Challenge: Display every line in the records below that contains the word "stacked", matching case exactly.

— BEGIN Record excerpts —

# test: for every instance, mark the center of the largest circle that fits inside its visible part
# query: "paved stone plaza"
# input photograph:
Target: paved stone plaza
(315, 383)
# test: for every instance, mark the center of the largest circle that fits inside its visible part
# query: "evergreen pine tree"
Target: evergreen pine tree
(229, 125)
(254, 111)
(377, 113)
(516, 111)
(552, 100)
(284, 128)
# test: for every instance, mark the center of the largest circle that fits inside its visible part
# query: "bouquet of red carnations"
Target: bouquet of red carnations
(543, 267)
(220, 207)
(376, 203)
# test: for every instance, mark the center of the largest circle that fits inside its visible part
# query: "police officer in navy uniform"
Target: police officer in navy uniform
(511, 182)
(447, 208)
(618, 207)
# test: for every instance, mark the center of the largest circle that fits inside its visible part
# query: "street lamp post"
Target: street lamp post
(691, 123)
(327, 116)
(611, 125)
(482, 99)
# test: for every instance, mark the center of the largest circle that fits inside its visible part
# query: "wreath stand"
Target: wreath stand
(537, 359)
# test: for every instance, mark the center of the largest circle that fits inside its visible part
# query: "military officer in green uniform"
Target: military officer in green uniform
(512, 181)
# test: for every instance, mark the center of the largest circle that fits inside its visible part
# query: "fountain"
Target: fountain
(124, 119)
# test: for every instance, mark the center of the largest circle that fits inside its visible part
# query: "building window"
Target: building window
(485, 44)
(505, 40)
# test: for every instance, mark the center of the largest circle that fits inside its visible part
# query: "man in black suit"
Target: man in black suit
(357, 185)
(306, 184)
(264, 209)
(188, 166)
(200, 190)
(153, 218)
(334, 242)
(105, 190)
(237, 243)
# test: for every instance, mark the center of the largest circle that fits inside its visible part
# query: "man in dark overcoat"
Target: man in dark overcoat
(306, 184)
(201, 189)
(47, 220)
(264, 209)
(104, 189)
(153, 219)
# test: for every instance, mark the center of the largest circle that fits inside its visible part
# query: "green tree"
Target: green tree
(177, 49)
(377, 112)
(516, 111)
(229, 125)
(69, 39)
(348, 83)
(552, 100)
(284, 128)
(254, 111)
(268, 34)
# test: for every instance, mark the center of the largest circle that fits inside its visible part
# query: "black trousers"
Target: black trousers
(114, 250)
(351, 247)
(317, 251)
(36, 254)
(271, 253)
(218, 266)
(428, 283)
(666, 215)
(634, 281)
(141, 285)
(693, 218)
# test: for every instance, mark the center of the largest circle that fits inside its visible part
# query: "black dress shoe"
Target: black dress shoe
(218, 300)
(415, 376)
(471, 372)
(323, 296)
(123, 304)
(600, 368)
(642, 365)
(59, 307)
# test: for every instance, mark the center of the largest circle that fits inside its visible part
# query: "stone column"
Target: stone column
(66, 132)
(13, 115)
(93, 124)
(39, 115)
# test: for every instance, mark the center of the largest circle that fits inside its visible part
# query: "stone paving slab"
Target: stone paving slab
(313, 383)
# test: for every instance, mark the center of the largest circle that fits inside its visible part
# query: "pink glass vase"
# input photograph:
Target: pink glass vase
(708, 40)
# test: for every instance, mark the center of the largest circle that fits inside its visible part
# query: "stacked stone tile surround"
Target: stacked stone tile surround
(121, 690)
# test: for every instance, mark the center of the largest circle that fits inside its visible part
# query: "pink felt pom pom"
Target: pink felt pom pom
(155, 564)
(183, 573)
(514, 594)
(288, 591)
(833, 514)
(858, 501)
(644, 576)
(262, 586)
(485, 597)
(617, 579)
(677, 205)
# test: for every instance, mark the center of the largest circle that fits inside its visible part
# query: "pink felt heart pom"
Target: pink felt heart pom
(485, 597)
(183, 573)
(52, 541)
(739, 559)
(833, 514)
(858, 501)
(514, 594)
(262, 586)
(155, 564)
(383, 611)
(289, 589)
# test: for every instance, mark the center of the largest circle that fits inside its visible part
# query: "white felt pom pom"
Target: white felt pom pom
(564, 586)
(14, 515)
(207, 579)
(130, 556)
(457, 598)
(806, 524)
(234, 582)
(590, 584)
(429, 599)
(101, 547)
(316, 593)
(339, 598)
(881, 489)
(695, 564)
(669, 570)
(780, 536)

— END Record excerpts —

Exercise answer:
# query: "stacked stone tile surround"
Target: stacked stone tile surround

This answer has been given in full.